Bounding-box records
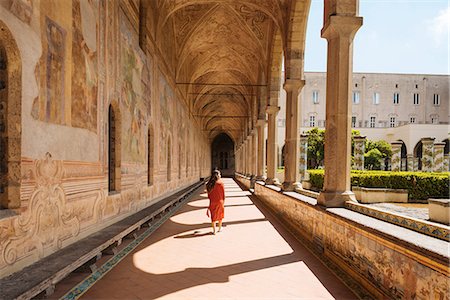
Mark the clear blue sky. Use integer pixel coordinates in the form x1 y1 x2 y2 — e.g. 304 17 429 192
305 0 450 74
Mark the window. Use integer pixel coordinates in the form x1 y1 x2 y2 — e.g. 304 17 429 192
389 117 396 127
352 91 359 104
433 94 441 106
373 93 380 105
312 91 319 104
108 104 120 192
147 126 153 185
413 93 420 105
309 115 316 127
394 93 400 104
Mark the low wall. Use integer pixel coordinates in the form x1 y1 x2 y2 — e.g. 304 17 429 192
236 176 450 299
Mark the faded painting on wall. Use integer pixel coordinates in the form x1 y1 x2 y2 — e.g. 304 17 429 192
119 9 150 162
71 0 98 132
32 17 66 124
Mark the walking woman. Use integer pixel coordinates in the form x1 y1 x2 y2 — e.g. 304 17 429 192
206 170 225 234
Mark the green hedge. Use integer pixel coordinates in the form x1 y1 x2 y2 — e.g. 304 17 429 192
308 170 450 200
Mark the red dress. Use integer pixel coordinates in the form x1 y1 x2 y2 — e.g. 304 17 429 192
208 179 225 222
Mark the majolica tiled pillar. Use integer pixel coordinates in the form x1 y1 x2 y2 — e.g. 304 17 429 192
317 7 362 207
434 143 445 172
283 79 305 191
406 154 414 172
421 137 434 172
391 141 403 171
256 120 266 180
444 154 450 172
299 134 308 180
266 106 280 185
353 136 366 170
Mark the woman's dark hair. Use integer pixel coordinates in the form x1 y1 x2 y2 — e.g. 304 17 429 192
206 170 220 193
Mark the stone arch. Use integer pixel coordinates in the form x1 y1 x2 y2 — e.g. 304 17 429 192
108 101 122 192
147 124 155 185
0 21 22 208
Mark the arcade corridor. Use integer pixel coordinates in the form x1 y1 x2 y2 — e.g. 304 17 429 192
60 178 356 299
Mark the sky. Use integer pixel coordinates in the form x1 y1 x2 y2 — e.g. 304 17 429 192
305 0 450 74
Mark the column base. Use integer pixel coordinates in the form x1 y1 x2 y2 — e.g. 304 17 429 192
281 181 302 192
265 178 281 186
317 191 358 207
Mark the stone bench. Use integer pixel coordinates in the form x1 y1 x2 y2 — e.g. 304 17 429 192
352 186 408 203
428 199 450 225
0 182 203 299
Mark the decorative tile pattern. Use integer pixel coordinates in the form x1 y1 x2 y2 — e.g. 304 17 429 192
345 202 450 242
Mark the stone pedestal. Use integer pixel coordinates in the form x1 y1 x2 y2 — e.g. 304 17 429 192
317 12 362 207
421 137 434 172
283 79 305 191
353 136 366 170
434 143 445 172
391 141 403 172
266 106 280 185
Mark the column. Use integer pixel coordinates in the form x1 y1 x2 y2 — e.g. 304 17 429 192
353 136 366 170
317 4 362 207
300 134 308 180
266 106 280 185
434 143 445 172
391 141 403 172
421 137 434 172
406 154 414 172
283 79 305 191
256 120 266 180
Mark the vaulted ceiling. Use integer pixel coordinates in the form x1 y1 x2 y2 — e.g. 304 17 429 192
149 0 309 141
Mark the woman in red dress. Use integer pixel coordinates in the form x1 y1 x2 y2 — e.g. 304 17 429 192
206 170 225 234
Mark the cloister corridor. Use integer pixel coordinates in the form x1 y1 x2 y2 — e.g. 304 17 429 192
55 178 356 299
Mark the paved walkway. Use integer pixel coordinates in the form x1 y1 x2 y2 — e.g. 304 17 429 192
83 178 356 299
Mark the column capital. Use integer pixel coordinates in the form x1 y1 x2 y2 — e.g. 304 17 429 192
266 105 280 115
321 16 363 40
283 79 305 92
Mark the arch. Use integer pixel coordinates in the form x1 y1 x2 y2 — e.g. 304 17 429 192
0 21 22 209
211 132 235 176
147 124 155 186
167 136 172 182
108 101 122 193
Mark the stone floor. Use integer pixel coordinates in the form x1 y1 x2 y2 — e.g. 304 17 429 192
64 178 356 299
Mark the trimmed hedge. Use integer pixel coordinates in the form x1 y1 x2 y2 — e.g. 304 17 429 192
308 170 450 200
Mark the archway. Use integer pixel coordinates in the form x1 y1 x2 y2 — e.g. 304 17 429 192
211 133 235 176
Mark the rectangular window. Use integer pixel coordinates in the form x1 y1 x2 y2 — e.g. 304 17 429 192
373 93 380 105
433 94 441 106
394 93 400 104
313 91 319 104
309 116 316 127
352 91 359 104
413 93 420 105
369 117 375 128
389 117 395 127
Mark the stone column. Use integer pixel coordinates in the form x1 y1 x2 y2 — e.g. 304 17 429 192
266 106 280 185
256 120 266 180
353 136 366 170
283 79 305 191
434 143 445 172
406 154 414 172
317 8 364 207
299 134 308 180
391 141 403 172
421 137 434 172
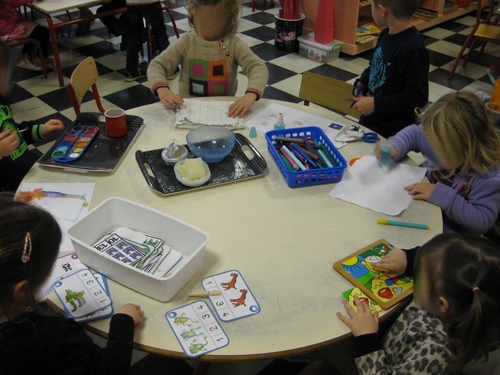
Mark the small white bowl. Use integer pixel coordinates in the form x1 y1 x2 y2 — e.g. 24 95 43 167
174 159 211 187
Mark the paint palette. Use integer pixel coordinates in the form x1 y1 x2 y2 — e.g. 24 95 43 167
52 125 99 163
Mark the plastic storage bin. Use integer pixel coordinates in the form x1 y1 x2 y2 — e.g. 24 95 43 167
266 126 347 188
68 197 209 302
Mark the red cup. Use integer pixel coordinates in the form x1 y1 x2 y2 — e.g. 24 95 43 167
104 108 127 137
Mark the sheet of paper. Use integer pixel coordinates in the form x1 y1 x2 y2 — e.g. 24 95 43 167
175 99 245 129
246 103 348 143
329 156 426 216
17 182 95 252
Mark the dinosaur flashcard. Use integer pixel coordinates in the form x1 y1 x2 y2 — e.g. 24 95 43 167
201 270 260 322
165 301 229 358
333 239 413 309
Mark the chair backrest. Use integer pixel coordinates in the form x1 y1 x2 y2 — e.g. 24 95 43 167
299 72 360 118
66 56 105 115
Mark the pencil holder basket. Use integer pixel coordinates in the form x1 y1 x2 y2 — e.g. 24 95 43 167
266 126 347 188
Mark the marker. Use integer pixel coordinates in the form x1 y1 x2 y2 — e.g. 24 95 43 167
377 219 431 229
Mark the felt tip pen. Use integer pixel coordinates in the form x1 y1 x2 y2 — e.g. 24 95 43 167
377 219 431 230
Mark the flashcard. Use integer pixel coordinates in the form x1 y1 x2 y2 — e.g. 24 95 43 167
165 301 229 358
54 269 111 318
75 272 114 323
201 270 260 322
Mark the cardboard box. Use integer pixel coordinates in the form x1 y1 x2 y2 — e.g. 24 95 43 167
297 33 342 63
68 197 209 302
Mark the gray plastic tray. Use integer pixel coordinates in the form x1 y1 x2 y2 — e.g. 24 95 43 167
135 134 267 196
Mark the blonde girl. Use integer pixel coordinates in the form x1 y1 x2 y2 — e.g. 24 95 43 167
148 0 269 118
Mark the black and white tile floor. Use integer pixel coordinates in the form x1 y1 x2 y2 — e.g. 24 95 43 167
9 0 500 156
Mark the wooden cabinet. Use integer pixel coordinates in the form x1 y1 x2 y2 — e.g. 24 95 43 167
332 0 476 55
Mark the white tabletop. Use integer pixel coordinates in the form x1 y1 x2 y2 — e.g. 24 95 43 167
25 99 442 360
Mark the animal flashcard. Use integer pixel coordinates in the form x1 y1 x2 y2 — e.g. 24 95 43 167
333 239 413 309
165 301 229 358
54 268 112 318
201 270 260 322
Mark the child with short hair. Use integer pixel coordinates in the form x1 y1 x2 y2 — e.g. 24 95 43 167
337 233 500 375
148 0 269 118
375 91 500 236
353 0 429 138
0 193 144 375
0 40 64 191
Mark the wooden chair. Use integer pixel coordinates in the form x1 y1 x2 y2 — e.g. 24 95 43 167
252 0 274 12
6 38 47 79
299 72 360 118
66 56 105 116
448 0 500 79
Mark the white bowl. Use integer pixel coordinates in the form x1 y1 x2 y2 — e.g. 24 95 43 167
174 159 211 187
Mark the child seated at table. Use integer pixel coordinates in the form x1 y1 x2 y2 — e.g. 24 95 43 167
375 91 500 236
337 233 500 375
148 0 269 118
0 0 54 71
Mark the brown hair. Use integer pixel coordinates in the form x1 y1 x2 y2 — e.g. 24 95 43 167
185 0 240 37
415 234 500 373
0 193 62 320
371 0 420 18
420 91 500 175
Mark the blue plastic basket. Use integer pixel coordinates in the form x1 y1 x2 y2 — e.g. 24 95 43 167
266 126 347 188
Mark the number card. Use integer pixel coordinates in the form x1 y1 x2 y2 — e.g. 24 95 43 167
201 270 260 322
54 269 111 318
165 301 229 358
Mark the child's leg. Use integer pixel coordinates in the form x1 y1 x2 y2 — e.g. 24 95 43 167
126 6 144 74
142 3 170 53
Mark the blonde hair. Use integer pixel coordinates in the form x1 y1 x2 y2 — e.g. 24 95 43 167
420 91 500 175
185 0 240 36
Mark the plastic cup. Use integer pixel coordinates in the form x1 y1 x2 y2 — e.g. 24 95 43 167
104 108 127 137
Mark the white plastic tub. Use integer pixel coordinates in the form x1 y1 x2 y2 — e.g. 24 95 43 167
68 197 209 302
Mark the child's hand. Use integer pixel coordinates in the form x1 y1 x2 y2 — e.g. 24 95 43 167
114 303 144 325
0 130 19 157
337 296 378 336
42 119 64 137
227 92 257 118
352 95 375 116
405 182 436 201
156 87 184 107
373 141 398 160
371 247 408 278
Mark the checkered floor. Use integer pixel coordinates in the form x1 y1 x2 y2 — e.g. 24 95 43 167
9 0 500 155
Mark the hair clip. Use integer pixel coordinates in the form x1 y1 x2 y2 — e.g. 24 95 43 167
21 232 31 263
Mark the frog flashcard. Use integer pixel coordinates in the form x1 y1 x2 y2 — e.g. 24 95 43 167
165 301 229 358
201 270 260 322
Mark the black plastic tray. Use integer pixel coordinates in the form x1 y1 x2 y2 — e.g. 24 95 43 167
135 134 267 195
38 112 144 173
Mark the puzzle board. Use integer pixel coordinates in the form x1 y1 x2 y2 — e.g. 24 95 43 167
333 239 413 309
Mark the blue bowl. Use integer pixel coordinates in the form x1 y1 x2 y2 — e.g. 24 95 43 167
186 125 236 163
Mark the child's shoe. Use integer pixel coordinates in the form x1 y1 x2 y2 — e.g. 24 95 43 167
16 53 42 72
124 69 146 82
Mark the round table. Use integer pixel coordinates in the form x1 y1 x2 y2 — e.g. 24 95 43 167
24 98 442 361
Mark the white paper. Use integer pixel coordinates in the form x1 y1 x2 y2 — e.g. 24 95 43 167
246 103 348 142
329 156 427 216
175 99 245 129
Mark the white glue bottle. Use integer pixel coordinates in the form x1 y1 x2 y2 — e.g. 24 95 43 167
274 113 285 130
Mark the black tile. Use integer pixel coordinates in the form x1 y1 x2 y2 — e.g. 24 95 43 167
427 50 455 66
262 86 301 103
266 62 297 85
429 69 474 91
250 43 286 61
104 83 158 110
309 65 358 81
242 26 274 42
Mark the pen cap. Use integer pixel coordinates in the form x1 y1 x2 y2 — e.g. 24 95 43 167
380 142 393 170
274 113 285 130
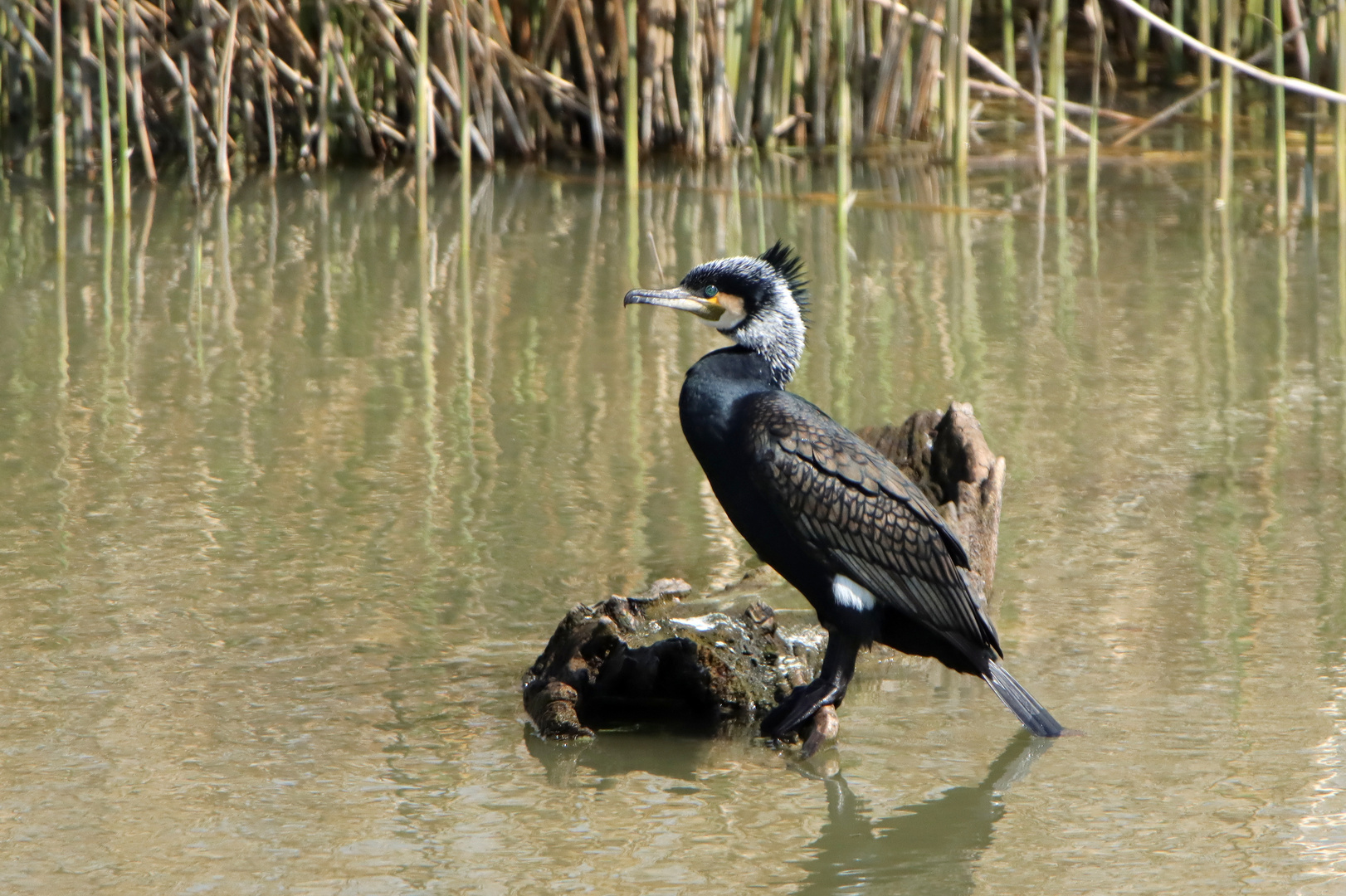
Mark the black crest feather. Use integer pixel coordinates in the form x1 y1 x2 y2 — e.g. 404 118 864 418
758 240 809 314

Work instructions:
Rewrite the data from its start through the line containing "60 178 356 299", replacing "Mark" with "Outline" and changing nothing else. Leave the pictures out of your answer.

Written reply:
Outline the clear blue sky. Use integer pixel coordinates in the form x1 y1 x2 y2 — e.g. 304 17 429 192
305 0 450 74
Outline the window. Use integer pixel coordinates in the form x1 y1 x2 y2 — e.g. 304 17 429 192
389 117 396 127
352 91 359 104
433 94 441 106
373 93 380 105
312 91 319 104
108 104 120 192
147 126 153 185
413 93 420 105
309 115 316 127
394 93 400 104
Outline the low wall. Use integer pixel coordinates in the form x1 y1 x2 y2 — e.g. 304 17 429 192
236 176 450 299
Outline the faded painting on wall. Use integer pixel coordinates in the form x1 y1 x2 y2 — e.g. 304 17 429 192
119 9 150 162
71 0 98 132
32 17 66 124
Outline the walking woman. Use integer pixel coordinates in the form x1 y1 x2 y2 — e.g. 304 17 429 192
206 170 225 234
Outline the green hedge. Use integer pixel coordinates in the form x1 y1 x2 y2 — e.g. 304 17 429 192
308 170 450 200
Outline the red dress. Use integer pixel coordinates in the form x1 y1 x2 y2 — e.g. 304 17 429 192
208 179 225 222
Outline the majolica tiled pillar. Use integer pixel coordinates in the form x1 y1 x2 y2 — e.g. 304 17 429 192
317 7 362 207
434 143 445 172
283 79 305 191
406 154 414 172
421 137 434 172
391 141 403 171
256 120 266 180
444 154 450 172
299 134 308 180
266 106 280 185
353 136 366 170
Outline the woman's dark hair. Use integer pixel coordinates in the form x1 y1 x2 y2 — e.g. 304 17 429 192
206 170 220 193
Outline the stone arch. Use integer pixel coordinates in the form x1 y1 x2 y2 — e.g. 304 17 429 192
108 101 122 192
147 124 155 185
0 21 22 208
Outline the arcade corridor. Use integer pixel coordinates in the form x1 y1 x2 y2 — e.g. 304 17 429 192
60 178 356 299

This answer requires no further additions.